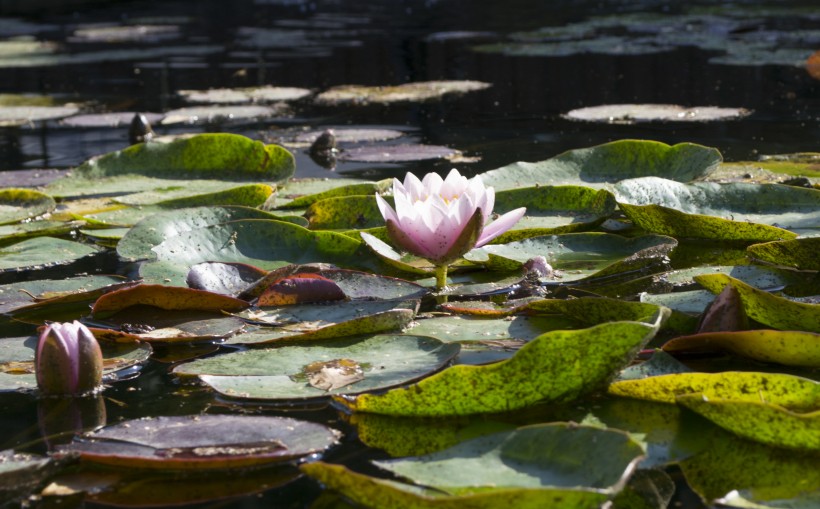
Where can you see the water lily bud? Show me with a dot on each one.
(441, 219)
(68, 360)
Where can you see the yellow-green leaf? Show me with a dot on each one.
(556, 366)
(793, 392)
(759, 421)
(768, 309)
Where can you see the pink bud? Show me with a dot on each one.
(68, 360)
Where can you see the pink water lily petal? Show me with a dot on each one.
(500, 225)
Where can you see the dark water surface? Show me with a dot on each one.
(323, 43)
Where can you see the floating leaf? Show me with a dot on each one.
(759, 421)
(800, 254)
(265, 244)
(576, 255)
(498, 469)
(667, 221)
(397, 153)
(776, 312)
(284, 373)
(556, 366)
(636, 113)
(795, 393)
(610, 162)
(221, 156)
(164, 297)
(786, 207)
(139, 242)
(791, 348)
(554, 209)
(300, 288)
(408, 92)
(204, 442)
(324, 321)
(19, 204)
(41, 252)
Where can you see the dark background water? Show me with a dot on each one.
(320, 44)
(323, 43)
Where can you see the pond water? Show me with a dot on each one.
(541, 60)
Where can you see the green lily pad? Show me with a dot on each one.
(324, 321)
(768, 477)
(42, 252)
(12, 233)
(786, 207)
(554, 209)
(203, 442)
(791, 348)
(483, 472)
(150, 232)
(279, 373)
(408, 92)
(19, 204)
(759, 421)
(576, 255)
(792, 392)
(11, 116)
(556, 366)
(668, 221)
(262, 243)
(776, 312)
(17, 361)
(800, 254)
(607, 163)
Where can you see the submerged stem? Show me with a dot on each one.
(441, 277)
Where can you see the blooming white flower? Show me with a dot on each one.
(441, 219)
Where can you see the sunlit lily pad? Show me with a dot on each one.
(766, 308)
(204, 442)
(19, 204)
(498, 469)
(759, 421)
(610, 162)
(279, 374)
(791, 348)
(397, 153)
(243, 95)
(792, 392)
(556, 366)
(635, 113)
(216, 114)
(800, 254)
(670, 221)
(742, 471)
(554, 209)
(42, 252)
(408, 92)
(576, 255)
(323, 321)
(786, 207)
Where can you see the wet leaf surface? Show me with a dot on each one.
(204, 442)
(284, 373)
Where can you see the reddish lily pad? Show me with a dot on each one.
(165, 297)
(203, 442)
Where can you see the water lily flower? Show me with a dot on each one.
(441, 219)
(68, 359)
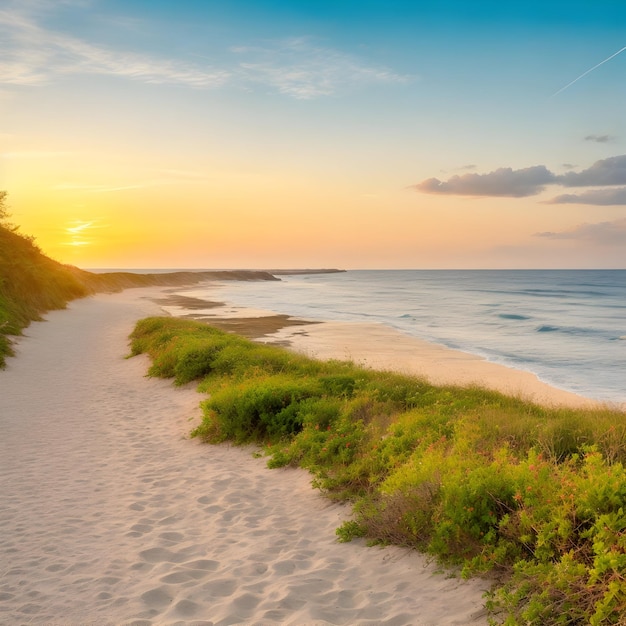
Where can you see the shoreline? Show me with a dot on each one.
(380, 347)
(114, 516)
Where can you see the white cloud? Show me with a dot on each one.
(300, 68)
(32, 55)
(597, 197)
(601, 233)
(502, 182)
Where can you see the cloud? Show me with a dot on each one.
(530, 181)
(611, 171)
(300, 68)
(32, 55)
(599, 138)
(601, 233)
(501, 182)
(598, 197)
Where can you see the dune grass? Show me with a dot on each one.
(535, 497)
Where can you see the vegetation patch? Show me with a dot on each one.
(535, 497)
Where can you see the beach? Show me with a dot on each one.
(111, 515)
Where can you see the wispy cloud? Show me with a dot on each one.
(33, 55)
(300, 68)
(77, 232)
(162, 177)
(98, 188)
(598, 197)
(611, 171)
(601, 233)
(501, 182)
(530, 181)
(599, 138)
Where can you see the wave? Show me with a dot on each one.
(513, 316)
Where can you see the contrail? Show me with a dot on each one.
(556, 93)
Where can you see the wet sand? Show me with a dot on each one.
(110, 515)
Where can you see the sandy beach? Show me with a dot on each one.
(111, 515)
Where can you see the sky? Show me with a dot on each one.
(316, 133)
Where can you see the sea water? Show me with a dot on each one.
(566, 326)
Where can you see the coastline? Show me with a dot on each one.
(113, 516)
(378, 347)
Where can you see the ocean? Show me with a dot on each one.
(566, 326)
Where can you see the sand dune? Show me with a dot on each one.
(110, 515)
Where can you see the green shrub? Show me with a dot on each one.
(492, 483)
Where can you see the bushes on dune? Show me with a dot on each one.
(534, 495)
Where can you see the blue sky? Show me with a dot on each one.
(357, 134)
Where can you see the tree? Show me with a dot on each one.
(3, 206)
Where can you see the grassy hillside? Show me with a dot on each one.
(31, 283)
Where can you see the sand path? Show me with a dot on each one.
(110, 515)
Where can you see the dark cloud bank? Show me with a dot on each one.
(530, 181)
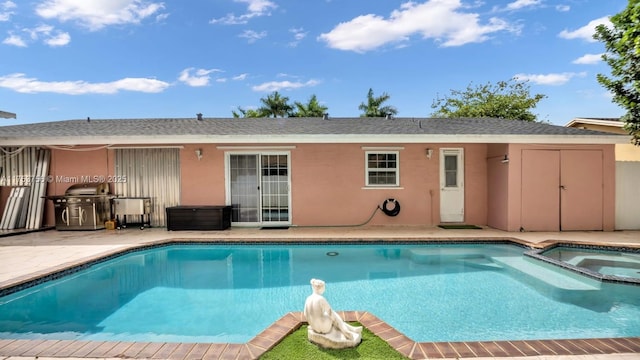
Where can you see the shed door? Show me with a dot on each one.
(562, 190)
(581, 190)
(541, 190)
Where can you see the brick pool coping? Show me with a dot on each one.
-------
▶ _Direction_
Do not copy pictures. Restate exactly the lines from the one containing "Where can you see the wave?" through the last line of the records.

▶ _Answer to this problem_
Where can you see the wave? Show me with a dot on each one.
(513, 316)
Where can you see the contrail? Show me with a dot on each one.
(556, 93)
Where can you see the wet sand? Show me with a dot on each one.
(110, 515)
Where can you see the sandy beach? Show me with a dot on each one.
(111, 515)
Where can you see the sky? Show me with a dot on each one.
(316, 133)
Where can you see the sea water? Show me with a dot on each one.
(566, 326)
Where can you see the coastline? Show me with a dot on each one.
(113, 516)
(378, 347)
Where can you see the ocean? Show me with a dot on each one.
(566, 326)
Where can you see the sand dune? Show me with a dot on each one.
(110, 515)
Where can you see the green shrub? Show me with a dot on each one.
(492, 483)
Where can you see the bushes on dune? Show me with a dot on each one.
(534, 495)
Where can you see the blue sky? Show me with a dot on each one.
(357, 134)
Where can you see the tree? Show me with a dot on each one.
(3, 206)
Where can you see the grassy hillside? Show me with a dot on each one.
(31, 283)
Where can you see the sand path? Show me with a dot on each one.
(110, 515)
Where can you see the dark cloud bank? Show me with a dot on each one.
(530, 181)
Where can you see the shed door? Show me with a dot on each one.
(562, 190)
(581, 190)
(541, 190)
Where can you see the brick pool coping? Show me with a dot on each one.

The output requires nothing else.